Exercise aim: Your task is to reproduce, exactly and only, the lines running from the line containing "Q: Find one point on every instance of the person's" to the end of the data below, both included.

Given information:
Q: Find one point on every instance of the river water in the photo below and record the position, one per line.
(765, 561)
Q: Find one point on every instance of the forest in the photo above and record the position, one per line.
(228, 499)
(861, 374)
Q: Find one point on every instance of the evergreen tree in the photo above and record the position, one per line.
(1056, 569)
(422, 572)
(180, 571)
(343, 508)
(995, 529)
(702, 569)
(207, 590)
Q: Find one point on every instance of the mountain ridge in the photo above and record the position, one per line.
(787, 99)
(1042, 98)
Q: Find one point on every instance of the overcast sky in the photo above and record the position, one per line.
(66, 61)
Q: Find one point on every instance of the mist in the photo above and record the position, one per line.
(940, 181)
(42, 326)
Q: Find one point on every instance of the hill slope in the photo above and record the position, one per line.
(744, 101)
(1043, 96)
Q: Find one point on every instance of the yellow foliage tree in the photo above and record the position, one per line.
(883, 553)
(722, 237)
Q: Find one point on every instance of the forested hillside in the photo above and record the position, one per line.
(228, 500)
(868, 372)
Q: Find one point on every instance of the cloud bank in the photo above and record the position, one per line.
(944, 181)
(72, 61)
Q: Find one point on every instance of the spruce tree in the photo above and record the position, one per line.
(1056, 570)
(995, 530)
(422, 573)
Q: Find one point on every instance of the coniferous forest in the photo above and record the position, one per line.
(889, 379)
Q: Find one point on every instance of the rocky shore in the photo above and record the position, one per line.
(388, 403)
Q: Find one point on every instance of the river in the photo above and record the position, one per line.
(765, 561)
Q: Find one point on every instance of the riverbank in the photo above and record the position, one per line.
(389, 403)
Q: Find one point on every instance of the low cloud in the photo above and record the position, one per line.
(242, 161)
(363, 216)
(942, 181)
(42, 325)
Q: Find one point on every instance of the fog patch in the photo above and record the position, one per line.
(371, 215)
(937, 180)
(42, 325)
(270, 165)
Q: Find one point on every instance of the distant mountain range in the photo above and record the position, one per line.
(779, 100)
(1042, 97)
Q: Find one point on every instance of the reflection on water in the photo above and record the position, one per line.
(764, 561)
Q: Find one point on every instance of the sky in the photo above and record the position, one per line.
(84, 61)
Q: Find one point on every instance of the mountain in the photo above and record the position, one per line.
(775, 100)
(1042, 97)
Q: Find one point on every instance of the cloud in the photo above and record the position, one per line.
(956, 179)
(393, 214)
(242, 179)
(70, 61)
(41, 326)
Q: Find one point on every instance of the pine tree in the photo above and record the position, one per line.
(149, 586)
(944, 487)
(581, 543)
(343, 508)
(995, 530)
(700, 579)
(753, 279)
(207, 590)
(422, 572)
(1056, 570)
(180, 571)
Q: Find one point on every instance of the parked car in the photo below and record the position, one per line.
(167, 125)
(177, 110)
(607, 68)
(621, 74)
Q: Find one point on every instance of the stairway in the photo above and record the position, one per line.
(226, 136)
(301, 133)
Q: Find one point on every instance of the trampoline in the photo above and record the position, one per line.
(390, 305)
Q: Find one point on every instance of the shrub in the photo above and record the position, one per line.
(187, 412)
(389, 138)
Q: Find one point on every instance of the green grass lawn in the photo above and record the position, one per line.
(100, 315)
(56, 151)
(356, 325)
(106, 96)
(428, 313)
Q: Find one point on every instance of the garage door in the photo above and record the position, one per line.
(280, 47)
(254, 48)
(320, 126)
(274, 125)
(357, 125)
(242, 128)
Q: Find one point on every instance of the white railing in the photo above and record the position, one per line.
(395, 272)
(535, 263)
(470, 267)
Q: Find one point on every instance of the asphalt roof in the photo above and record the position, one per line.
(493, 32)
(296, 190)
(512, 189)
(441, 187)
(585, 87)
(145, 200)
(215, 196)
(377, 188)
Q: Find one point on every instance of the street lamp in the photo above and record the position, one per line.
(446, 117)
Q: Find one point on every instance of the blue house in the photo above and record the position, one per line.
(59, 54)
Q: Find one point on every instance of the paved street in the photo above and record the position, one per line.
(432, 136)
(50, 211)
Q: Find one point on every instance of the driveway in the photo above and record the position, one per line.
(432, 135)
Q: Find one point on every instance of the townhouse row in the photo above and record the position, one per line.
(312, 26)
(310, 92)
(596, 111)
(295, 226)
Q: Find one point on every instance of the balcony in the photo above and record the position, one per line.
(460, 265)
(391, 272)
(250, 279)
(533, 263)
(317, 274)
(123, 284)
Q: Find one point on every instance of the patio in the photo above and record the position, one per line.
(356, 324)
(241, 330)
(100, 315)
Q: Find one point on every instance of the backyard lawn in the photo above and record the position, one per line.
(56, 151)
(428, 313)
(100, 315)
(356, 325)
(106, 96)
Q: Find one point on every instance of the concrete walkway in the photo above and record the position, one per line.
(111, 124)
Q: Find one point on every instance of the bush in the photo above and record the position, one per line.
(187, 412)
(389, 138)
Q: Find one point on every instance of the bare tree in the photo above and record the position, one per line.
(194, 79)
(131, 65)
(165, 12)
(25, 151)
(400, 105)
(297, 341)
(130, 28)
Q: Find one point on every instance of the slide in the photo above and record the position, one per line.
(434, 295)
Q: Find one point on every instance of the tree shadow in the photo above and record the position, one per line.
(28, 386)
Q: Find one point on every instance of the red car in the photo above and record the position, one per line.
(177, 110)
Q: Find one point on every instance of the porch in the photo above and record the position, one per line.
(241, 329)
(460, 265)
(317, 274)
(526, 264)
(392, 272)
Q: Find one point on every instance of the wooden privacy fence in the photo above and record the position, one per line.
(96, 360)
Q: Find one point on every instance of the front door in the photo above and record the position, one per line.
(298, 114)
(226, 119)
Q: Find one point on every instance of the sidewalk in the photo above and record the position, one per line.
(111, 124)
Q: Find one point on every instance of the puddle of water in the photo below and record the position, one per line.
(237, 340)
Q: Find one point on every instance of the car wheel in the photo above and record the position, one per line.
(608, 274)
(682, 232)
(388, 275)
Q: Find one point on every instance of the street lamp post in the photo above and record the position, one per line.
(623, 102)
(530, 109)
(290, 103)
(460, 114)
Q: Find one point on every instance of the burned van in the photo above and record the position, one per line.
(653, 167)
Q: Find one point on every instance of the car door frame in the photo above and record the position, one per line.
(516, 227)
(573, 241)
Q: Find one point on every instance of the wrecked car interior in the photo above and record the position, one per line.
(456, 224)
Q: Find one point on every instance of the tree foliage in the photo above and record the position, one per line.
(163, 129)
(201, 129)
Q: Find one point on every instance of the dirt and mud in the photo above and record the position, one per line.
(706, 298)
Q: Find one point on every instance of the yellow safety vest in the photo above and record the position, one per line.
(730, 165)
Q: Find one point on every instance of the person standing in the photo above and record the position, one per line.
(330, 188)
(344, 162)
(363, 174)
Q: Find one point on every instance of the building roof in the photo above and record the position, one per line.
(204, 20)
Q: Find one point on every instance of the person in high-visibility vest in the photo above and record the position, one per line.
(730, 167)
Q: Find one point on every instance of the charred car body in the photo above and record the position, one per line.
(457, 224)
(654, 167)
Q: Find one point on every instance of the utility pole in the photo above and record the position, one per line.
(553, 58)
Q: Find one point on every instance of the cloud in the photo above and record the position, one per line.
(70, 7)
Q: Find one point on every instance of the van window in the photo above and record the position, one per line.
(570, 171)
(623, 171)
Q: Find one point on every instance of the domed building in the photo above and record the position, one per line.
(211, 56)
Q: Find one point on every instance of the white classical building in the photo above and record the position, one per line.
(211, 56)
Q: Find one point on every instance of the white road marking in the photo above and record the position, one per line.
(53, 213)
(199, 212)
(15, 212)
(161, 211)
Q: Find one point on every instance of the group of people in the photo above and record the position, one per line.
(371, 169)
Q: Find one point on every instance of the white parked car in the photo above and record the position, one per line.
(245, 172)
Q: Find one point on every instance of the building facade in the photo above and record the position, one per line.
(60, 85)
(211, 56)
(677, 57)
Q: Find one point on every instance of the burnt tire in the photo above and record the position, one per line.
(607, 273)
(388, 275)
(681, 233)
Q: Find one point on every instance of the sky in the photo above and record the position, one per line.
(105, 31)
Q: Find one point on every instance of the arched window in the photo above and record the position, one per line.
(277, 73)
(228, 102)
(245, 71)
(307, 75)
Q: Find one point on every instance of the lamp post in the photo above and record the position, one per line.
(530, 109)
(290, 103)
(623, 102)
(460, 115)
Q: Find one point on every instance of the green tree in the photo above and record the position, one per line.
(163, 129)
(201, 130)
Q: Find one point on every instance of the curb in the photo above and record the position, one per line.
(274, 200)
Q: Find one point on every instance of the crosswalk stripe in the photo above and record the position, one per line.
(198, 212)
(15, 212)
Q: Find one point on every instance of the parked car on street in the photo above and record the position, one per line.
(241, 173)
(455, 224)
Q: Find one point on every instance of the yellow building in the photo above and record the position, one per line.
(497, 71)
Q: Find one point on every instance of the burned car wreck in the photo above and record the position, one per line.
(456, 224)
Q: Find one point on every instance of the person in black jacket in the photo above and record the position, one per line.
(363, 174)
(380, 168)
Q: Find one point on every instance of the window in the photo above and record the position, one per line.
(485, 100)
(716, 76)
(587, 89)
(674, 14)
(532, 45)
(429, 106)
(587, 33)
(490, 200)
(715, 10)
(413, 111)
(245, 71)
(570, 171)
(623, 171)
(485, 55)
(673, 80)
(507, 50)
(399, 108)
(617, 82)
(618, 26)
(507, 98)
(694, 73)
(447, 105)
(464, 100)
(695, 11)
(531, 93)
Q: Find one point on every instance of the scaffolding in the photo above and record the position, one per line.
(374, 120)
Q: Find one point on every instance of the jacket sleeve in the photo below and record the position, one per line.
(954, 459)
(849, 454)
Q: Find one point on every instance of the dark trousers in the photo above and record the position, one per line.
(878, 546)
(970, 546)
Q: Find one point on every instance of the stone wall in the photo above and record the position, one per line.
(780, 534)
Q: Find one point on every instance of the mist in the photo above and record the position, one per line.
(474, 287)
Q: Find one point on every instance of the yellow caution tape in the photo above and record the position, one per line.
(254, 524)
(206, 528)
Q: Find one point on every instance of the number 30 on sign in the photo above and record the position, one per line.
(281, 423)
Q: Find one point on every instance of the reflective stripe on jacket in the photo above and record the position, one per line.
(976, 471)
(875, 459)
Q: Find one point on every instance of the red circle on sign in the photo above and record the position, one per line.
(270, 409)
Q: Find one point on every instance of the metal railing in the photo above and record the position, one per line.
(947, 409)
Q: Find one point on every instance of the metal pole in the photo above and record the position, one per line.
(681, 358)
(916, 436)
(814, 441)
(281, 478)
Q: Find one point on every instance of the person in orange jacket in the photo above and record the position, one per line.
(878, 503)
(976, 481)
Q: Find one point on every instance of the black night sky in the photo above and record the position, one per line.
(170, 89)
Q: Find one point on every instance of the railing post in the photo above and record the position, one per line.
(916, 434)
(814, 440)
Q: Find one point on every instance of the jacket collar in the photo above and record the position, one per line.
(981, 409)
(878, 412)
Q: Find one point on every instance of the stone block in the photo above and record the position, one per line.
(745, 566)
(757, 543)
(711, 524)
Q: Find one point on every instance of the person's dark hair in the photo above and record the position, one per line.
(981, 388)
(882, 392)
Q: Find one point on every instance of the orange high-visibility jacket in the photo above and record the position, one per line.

Exercise output:
Q: Find one point on every instance of the person's dark hair in the photo above and record the position, one per line.
(981, 388)
(882, 392)
Q: Find one point on every instance of the orange high-visibility jacket in the photo above and record the position, one per line.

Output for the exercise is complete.